INSTRUCTIONS TO FOLLOW: Set out every line of the data below as a numbered list, skipping any blank lines.

[Excerpts from a pointing dataset]
• • • • •
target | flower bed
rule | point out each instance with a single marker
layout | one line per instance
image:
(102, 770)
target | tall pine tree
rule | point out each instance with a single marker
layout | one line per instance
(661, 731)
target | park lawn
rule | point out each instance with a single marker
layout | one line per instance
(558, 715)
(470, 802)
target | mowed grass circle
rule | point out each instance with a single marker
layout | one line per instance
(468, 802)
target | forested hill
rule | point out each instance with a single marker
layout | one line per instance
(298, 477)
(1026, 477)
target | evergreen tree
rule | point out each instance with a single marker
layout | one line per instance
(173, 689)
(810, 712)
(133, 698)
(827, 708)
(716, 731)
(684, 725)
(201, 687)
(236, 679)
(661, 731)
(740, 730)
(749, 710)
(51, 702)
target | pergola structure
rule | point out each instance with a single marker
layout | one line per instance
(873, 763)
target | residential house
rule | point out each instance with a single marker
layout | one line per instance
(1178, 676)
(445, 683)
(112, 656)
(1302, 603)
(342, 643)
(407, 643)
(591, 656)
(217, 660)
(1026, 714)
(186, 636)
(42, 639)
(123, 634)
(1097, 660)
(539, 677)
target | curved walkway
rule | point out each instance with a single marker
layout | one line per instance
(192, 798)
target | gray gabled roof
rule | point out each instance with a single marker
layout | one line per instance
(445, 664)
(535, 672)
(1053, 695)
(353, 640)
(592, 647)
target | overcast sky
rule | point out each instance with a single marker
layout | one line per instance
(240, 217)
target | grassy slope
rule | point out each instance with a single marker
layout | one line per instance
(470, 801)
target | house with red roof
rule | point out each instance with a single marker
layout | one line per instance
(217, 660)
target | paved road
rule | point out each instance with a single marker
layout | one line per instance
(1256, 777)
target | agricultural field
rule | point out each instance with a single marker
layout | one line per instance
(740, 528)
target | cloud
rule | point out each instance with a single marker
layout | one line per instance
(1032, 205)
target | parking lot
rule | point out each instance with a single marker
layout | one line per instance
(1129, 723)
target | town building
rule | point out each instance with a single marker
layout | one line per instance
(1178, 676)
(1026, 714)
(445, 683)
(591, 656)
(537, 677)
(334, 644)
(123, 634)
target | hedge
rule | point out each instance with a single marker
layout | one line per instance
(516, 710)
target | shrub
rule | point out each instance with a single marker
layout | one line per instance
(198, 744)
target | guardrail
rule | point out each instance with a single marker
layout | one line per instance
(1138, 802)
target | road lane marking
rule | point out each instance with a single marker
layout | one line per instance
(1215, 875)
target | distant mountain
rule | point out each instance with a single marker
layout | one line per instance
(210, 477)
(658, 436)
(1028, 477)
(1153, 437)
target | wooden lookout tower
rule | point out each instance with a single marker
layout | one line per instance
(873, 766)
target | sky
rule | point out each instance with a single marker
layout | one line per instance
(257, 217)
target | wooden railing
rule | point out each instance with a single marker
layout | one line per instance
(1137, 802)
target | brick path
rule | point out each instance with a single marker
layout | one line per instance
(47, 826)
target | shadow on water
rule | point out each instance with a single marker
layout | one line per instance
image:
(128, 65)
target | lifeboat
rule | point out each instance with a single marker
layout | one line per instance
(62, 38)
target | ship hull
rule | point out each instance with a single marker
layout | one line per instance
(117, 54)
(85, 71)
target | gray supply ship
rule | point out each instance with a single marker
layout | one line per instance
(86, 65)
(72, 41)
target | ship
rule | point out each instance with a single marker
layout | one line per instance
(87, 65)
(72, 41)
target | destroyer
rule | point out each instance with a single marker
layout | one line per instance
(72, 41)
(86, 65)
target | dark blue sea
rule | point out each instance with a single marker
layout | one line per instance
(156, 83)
• • • • •
EXPECTED ANSWER:
1. target | flower bed
2. rule | point out each instance with a single marker
3. layout | one line per instance
4. image:
5. (102, 770)
6. target | tall pine tree
7. rule | point out each instance with a single marker
8. layout | one line per instance
9. (661, 731)
10. target | park lawn
11. rule | point out each instance with a single marker
12. layout | one line per instance
13. (558, 715)
14. (470, 802)
15. target | mowed grass circle
16. rule | point out each instance with a single marker
17. layout | one line per instance
18. (468, 802)
19. target | forested hill
20. rule | point out each instance with a single marker
21. layout | one line per instance
22. (298, 477)
23. (1026, 477)
24. target | evergreen tree
25. rule | point out each instance with a single marker
26. layout | one line per instance
27. (173, 689)
28. (810, 712)
29. (133, 698)
30. (827, 708)
31. (716, 731)
32. (684, 725)
33. (201, 687)
34. (236, 679)
35. (661, 731)
36. (740, 730)
37. (749, 710)
38. (51, 702)
39. target | pergola structure
40. rule | point out each instance with a single marker
41. layout | one line per instance
42. (873, 763)
43. target | residential house
44. rule | point out each instance with a single marker
45. layout | one line per instance
46. (1178, 676)
47. (445, 683)
48. (112, 656)
49. (1302, 603)
50. (342, 643)
51. (407, 643)
52. (591, 656)
53. (217, 660)
54. (1026, 714)
55. (186, 636)
56. (42, 639)
57. (123, 634)
58. (1097, 660)
59. (539, 677)
60. target | curved walkway
61. rule | point out each instance with a single marker
62. layout | one line per instance
63. (192, 798)
64. target | gray gabled roof
65. rule | point out each instance with a single marker
66. layout | one line per instance
67. (445, 664)
68. (535, 672)
69. (1053, 695)
70. (353, 640)
71. (592, 647)
72. target | overcast sky
73. rule | point out each instance with a single marker
74. layout | one line per instance
75. (240, 217)
76. target | grassy slope
77. rule | point out each instance with a single marker
78. layout | one line per instance
79. (470, 801)
80. target | house with red roof
81. rule | point out each instance with a single marker
82. layout | one line per instance
83. (217, 660)
84. target | paved road
85. rule | point out each instance with a single marker
86. layout | one line per instance
87. (1256, 777)
88. target | agricultural field
89. rule | point out each instance with a single marker
90. layout | one line per instance
91. (740, 528)
92. target | cloud
93. rule | point out each instance with a single marker
94. layout | one line per instance
95. (1032, 205)
96. target | parking lot
97. rule | point out each instance with a single marker
98. layout | one line per instance
99. (1129, 723)
100. target | town building
101. rule | point out each instance with a single marker
102. layout | one line per instance
103. (1178, 676)
104. (1026, 714)
105. (445, 683)
106. (591, 656)
107. (537, 677)
108. (334, 644)
109. (123, 634)
110. target | hedge
111. rule | point out each instance with a single marker
112. layout | one line per instance
113. (516, 710)
114. target | shrub
115. rule | point out each instance with a single marker
116. layout | one line per instance
117. (198, 744)
118. target | guardrail
119. rule | point out each instance with a single marker
120. layout | one line per instance
121. (1138, 802)
122. target | road lane marking
123. rule | point out each instance with a single marker
124. layout | one line per instance
125. (1215, 875)
126. target | distant mountain
127. rule | point out each instance with a single marker
128. layout | one line per instance
129. (210, 477)
130. (658, 436)
131. (1028, 477)
132. (1153, 437)
133. target | wooden lookout tower
134. rule | point out each instance with a single marker
135. layout | one line per instance
136. (873, 766)
137. target | sky
138. rule | point out each instance with a single marker
139. layout | one line per instance
140. (257, 217)
141. target | wooden railing
142. rule | point out each instance with a single marker
143. layout | one line per instance
144. (1137, 802)
145. target | brick path
146. rule | point out each instance with a single marker
147. layout | one line per instance
148. (47, 826)
149. target | shadow on water
150. rule | point out each instance with a single marker
151. layout | one line per instance
152. image:
153. (128, 65)
154. target | lifeboat
155. rule | point out each instance with a single marker
156. layout | one line per instance
157. (62, 38)
158. target | ship hull
159. rule | point out each instance with a single marker
160. layout | one line per instance
161. (117, 54)
162. (85, 71)
163. target | gray supply ship
164. rule | point out each instance with a single marker
165. layout | one line per instance
166. (86, 65)
167. (72, 41)
168. target | ship
169. rule | point out each instance with a single marker
170. layout | one line per instance
171. (87, 65)
172. (72, 41)
173. target | destroyer
174. rule | point out each instance with a single marker
175. layout | one line per instance
176. (72, 41)
177. (86, 65)
178. target | dark blue sea
179. rule | point out each instance with a single marker
180. layout | one line per instance
181. (156, 83)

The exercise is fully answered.